Caught in the geopolitical crossfire

Ukraine and the new Cold War

The new Cold War is a dead end in the labyrinth of world history, writes Achim Engelberg. It cannot resolve current contradictions in Russia, Ukraine or elsewhere. So what are the alternatives for upholding democracy, an independent Ukraine and peace in Europe?

Three years ago, on 21 November 2013, the protests commenced on the Maidan Nezalezhnosti, or Independence Square, in Kyiv, that quickly became known as Euromaidan. Euromaidan, because the Ukrainian government had broken off negotiations concerning the Association Agreement with the European Union shortly before they were due to conclude. This drove thousands of enraged people onto the streets. What followed is history: first the removal of Viktor Yanukovych’s government and then the involvement of Russian troops in occupying Crimea, as well as areas of eastern Ukraine. Since then, Ukraine has remained a partially occupied country like Moldova. The independent state of Ukraine had only existed for a quarter of a century, a mere heartbeat in terms of world history. Nonetheless, until now, a Ukrainian state had yet to exist for “so long”: for the first time ever, a generation has grown up in it. But why couldn’t Vladimir Putin finally accept this?

GIVEN RECORDS:
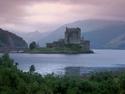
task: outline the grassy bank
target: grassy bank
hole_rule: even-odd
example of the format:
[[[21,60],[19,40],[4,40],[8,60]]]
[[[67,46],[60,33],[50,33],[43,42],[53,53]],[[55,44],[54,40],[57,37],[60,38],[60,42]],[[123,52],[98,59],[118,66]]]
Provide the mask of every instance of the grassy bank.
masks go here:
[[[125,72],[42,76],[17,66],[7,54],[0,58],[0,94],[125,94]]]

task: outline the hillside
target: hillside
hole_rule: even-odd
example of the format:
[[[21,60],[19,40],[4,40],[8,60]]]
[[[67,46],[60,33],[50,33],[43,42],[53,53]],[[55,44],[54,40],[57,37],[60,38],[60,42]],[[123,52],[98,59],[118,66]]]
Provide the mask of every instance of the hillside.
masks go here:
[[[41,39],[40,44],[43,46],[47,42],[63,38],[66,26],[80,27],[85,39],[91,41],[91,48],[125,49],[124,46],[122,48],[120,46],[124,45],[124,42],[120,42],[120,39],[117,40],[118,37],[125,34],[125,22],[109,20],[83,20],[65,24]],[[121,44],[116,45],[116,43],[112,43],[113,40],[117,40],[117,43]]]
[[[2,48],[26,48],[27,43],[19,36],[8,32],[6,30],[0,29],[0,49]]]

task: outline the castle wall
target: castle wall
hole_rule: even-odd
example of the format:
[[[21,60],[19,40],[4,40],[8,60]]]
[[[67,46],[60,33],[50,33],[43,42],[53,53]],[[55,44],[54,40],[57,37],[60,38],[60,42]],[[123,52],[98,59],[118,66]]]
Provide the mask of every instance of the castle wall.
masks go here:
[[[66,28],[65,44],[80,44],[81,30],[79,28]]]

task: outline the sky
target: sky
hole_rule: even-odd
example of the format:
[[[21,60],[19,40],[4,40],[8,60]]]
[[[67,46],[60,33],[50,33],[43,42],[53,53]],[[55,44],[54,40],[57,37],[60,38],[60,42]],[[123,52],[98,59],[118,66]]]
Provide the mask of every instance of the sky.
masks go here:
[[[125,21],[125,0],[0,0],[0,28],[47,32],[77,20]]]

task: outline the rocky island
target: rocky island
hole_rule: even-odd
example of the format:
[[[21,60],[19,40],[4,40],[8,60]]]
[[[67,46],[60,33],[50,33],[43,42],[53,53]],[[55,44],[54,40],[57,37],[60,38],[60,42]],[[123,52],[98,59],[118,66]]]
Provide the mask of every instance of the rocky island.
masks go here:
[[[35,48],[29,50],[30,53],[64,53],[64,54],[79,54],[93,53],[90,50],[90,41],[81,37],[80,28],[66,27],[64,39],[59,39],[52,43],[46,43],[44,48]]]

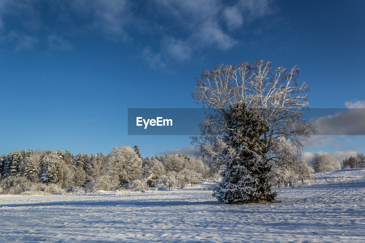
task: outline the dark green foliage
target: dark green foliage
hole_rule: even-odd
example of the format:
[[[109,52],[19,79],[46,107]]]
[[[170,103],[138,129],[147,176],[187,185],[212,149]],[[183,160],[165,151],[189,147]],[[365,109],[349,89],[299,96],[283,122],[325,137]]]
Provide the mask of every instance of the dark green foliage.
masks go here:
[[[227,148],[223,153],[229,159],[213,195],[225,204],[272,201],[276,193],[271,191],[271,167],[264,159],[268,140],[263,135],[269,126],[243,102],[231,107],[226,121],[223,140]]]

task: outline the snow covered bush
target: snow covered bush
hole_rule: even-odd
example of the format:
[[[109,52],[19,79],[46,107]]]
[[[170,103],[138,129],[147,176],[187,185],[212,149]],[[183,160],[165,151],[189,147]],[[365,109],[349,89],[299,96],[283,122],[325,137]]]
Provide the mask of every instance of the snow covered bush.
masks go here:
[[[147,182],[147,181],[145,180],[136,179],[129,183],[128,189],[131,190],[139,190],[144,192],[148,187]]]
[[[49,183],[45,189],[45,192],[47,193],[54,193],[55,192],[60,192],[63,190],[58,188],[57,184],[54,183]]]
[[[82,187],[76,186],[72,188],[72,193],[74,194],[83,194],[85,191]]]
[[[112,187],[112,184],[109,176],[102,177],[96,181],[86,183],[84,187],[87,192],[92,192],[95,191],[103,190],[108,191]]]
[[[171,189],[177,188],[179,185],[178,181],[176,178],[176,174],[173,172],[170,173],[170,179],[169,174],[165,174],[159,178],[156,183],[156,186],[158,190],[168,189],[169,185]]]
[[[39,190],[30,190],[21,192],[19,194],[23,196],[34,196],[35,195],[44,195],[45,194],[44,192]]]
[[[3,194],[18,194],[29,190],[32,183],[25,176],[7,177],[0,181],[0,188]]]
...
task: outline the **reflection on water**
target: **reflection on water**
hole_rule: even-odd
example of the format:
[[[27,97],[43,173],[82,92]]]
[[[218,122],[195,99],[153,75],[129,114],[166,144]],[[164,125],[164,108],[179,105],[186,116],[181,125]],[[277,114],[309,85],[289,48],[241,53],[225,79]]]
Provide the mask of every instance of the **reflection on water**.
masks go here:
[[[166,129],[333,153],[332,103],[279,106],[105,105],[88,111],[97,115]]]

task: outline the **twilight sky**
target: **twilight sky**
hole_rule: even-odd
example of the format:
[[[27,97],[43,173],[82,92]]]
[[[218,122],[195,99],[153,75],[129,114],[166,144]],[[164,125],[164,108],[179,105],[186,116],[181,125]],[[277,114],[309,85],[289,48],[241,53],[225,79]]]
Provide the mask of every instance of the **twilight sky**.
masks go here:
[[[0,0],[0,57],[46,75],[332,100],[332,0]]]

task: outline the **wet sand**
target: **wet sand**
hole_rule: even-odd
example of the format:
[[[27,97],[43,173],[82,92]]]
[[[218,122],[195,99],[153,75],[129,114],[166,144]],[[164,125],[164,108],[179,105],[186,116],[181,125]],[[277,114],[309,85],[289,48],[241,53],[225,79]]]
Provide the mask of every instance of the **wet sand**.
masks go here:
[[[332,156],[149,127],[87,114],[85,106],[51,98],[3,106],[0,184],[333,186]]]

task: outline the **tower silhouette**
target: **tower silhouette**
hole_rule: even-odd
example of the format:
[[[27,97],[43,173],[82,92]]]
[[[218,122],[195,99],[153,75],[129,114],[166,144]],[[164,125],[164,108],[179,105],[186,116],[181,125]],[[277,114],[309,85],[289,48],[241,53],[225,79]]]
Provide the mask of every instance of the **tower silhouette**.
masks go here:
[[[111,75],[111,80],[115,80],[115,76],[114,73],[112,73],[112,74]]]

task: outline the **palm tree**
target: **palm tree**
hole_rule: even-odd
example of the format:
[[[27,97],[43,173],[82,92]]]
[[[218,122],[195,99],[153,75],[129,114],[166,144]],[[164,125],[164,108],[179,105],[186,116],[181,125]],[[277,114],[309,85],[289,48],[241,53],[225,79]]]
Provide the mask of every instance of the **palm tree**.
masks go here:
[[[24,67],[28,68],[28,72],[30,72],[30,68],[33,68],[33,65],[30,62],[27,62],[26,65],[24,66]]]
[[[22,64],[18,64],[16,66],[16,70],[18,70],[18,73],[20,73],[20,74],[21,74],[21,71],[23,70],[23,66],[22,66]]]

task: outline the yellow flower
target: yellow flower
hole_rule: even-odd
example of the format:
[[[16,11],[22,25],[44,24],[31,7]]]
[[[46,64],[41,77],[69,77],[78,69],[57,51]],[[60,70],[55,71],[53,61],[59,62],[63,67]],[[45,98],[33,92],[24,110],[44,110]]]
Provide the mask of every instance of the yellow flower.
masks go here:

TASK STATEMENT:
Transcribe the article on Ukraine and the new Cold War in full, word for word.

WRITTEN ANSWER:
Caught in the geopolitical crossfire

Ukraine and the new Cold War

The new Cold War is a dead end in the labyrinth of world history, writes Achim Engelberg. It cannot resolve current contradictions in Russia, Ukraine or elsewhere. So what are the alternatives for upholding democracy, an independent Ukraine and peace in Europe?

Three years ago, on 21 November 2013, the protests commenced on the Maidan Nezalezhnosti, or Independence Square, in Kyiv, that quickly became known as Euromaidan. Euromaidan, because the Ukrainian government had broken off negotiations concerning the Association Agreement with the European Union shortly before they were due to conclude. This drove thousands of enraged people onto the streets. What followed is history: first the removal of Viktor Yanukovych’s government and then the involvement of Russian troops in occupying Crimea, as well as areas of eastern Ukraine. Since then, Ukraine has remained a partially occupied country like Moldova. The independent state of Ukraine had only existed for a quarter of a century, a mere heartbeat in terms of world history. Nonetheless, until now, a Ukrainian state had yet to exist for “so long”: for the first time ever, a generation has grown up in it. But why couldn’t Vladimir Putin finally accept this?